# [Tekstfragment]
---------------
< Leviticus 20 >

1 Verder sprak de HEERE tot Mozes, zeggende:
And the Lord said to Moses,
2 Gij zult ook tot de kinderen Israels zeggen: Een ieder uit de kinderen Israels, of uit de vreemdelingen, die in Israel als vreemdelingen verkeren, die van zijn zaad den Molech gegeven zal hebben, zal zekerlijk gedood worden; het volk des lands zal hem met stenen stenigen.
Again, say to the children of Israel, If any man of the children of Israel, or any other man living in Israel, gives his offspring to Molech, he is certainly to be put to death: he is to be stoned by the people of the land;
3 En Ik zal Mijn aangezicht tegen dien man zetten, en zal hem uit het midden zijns volks uitroeien; want hij heeft van zijn zaad den Molech gegeven, opdat hij Mijn heiligdom ontreinigen, en Mijn heiligen Naam ontheiligen zou.
---------------
# [Fragmenten uit rijen]
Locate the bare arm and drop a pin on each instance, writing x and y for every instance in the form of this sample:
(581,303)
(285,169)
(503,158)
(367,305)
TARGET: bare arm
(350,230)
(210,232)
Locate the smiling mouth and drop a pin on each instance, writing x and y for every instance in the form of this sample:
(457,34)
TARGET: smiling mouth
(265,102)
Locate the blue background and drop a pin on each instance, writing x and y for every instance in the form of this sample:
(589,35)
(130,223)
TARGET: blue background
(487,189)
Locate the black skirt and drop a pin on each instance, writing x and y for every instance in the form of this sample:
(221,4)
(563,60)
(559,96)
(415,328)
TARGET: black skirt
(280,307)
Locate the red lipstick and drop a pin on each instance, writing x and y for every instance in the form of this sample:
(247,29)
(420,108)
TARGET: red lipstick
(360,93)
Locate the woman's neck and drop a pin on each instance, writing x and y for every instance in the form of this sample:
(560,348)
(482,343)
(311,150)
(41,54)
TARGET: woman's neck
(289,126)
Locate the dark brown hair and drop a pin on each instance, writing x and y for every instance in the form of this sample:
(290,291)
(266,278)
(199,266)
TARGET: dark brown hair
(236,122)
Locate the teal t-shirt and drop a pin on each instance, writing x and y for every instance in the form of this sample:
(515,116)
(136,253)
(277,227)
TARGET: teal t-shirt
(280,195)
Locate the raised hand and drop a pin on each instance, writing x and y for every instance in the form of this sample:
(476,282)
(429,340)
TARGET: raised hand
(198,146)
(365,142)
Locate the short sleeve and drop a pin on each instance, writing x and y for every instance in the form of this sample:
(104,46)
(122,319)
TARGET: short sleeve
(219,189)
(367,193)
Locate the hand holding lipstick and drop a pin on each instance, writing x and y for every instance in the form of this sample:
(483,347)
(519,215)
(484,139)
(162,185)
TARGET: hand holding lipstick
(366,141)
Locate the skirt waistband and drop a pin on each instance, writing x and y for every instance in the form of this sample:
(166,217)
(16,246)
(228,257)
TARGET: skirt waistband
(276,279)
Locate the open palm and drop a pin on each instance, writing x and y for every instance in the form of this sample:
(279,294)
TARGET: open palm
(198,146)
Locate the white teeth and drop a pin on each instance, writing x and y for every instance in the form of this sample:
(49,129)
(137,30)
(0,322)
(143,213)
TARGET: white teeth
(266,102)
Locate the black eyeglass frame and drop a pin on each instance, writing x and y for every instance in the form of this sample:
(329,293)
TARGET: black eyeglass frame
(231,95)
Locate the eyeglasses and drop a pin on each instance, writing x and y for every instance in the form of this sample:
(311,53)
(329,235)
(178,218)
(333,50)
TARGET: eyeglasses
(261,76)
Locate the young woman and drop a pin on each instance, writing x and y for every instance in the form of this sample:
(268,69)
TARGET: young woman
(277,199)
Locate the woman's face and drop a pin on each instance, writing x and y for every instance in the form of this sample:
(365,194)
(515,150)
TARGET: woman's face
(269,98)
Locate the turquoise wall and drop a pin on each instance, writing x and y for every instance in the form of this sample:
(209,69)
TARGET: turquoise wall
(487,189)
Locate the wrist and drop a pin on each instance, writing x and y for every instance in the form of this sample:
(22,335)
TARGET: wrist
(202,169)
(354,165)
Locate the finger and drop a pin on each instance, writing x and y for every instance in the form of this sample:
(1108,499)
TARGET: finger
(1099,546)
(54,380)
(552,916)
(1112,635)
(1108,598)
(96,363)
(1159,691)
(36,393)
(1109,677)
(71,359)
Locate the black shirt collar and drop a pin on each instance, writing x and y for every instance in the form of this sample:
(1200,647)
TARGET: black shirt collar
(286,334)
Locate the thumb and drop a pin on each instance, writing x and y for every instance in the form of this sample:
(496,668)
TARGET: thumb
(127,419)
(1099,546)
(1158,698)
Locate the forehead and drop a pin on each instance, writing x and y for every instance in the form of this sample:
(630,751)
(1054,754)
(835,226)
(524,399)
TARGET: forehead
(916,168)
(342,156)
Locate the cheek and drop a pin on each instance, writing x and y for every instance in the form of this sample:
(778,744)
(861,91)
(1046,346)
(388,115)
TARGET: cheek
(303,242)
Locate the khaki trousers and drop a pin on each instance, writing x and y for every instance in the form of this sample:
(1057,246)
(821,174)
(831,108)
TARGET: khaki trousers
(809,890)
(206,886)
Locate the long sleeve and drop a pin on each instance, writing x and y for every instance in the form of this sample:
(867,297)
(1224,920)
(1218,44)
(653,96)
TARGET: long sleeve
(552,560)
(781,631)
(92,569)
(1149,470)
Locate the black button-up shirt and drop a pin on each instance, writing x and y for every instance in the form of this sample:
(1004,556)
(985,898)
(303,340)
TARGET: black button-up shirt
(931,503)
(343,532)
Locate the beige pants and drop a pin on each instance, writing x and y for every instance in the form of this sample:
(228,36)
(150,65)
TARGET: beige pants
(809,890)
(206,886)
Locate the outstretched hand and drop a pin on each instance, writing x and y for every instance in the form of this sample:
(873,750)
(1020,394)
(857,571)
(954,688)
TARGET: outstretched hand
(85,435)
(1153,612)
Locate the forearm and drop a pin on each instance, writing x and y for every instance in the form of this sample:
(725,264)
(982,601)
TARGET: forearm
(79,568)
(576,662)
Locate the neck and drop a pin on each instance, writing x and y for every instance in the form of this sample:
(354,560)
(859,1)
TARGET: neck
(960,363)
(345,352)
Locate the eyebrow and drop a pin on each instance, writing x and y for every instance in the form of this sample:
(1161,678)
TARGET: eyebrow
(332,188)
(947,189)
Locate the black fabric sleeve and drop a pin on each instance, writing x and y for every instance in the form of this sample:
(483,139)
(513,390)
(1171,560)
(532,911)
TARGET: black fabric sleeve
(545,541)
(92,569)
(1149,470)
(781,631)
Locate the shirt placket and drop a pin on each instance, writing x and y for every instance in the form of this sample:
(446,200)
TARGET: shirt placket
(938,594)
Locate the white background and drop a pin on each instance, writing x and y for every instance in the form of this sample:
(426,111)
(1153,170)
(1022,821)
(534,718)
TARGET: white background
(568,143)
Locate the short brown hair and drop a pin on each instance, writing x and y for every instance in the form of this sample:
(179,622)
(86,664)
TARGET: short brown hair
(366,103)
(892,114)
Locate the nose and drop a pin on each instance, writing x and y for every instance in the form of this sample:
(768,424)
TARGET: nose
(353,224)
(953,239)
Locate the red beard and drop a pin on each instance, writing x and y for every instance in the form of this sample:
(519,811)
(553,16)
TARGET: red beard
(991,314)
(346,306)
---------------
# [Te beantwoorden vragen]
1) Schrijf uit het fragment uit Leviticus 20 het deel over dat begint met de woorden "1 Verder sprak" en eindigt met "met stenen stenigen.", en verruil daarin "Mozes" voor "Aäron".
2) Vervolg het fragment uit Leviticus 20 na de laatste zin die getoond wordt.

# [Gegeven antwoorden]
1)
1 Verder sprak de HEERE tot Aäron, zeggende:
And the Lord said to Moses,
2 Gij zult ook tot de kinderen Israels zeggen: Een ieder uit de kinderen Israels, of uit de vreemdelingen, die in Israel als vreemdelingen verkeren, die van zijn zaad den Molech gegeven zal hebben, zal zekerlijk gedood worden; het volk des lands zal hem met stenen stenigen.

2)
And my face will be turned against that man, and he will be cut off from his people; because he has given his offspring to Molech, making my holy place unclean, and making my holy name common.
4 En indien het volk des lands hun ogen enigzins verbergen zal van dien man, als hij van zijn zaad den Molech zal gegeven hebben, dat het hem niet dode;
And if the people of the land do not take note of that man when he gives his offspring to Molech, and do not put him to death,
5 Zo zal Ik Mijn aangezicht tegen dien man en tegen zijn huisgezin zetten, en Ik zal hem, en al degenen, die hem nahoereren, om den Molech na te hoereren, uit het midden huns volks uitroeien.
Then my face will be turned against him and his family, and he and all those who do evil with him will be cut off from among their people.
6 Wanneer er een ziel is, die zich tot de waarzeggers en tot de duivelskunstenaars zal gekeerd hebben, om die na te hoereren, zo zal Ik Mijn aangezicht tegen die ziel zetten, en zal ze uit het midden haars volks uitroeien.
And whoever goes after those who make use of spirits and wonder-workers, doing evil with them, against him will my face be turned, and he will be cut off from among his people.
7 Daarom heiligt u, en weest heilig; want Ik ben de HEERE, uw God!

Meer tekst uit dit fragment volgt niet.